* **Estratto del documento**
____________________

Fin qui non ha sbagliato un colpo. Elly Schlein ha imposto con polso la “sua” idea di liste per Bruxelles, una miscela di amministratori carichi di voti, dirigenti a lei vicini, ed esterni con caratteristiche adatte a dare una spinta a sinistra al profilo del Pd. Risultato: 24,1 per cento, un successo che neanche gli ottimisti osavano immaginare.

Ora deve trovare l’incastro giusto nel tetris dei “top jobs” dei socialisti: indicata Camilla Laureti alla vicepresidenza di S&D, ballano tre nomi su due incarichi, quello da capodelegazione e quello di vicepresidente del parlamento (Nicola Zingaretti per il primo, Pina Picierno e Stefano Bonaccini per il secondo, ma lui dovrebbe lasciare la presidenza del partito); la quadra ancora non c’è, ma presto si troverà.

Anche alle amministrative ha fatto tutto bene: candidati scelti dai territori, ma sotto attenta vigilanza del Nazareno. Da dove si riconosce questa tornata come «la prima vera prova di Elly, in quelle precedenti era arrivata a cose fatte».

____________________

Riproduci il passo dell'estratto sul Pd di Elly Schlein compreso tra "Ora deve trovare" e "presto si troverà.", estremi inclusi.

____________________

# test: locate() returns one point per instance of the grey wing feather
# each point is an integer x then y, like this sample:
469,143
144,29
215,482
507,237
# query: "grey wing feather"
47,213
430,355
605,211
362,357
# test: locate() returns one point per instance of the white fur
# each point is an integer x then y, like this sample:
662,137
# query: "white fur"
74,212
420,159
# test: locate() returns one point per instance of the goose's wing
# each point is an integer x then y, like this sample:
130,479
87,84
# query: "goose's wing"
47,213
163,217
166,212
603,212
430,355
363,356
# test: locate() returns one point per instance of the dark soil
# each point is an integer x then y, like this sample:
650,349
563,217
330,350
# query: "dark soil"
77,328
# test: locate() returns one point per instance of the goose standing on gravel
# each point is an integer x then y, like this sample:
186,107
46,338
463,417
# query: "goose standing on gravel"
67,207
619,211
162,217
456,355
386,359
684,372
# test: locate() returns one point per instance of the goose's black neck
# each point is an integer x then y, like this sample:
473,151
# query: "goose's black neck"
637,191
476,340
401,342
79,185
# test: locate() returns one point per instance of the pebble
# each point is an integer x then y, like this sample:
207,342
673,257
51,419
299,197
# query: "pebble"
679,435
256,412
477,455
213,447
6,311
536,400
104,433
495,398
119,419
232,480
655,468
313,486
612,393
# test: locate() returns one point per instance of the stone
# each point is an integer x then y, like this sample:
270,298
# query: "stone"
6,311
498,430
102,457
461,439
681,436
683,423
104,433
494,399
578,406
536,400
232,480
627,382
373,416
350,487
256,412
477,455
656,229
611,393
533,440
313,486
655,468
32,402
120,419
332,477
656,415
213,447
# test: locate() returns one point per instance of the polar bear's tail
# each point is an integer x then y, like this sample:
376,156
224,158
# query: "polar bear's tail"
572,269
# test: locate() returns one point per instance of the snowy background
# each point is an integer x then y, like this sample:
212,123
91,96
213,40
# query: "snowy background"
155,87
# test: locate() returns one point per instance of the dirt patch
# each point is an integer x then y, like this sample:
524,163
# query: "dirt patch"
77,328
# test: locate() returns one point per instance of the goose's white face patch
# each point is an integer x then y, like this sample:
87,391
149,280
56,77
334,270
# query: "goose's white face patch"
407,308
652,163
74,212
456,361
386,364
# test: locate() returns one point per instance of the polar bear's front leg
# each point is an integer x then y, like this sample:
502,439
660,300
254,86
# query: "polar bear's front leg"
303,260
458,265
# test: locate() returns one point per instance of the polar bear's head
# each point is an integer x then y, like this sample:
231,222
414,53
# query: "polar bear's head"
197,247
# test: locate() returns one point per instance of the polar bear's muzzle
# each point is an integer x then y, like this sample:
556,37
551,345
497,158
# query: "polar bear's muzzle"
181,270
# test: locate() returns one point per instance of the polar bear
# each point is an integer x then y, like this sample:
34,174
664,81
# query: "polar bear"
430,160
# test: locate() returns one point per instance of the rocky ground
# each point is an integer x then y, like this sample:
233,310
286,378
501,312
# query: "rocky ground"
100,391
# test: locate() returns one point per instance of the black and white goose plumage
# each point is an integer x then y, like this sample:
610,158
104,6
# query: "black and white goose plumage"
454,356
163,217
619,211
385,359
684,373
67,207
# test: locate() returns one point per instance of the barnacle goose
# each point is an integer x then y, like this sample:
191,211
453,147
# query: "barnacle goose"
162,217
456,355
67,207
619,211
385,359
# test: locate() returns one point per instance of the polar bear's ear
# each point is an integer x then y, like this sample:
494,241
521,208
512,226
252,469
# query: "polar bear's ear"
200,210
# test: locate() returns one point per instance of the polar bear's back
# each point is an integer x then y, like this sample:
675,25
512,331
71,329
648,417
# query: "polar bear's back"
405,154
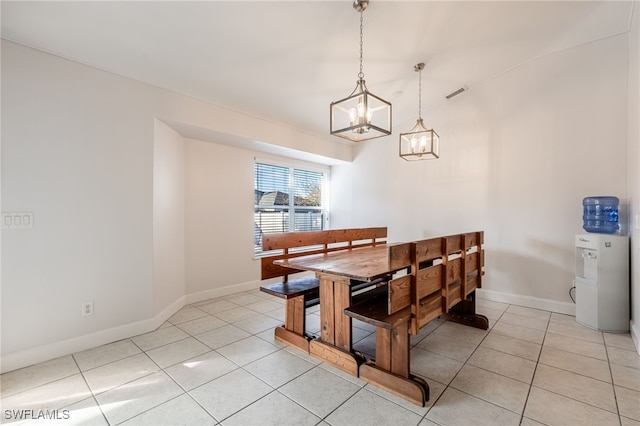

____________________

* **Risposta completa**
Ora deve trovare l’incastro giusto nel tetris dei “top jobs” dei socialisti: indicata Camilla Laureti alla vicepresidenza di S&D, ballano tre nomi su due incarichi, quello da capodelegazione e quello di vicepresidente del parlamento (Nicola Zingaretti per il primo, Pina Picierno e Stefano Bonaccini per il secondo, ma lui dovrebbe lasciare la presidenza del partito); la quadra ancora non c’è, ma presto si troverà.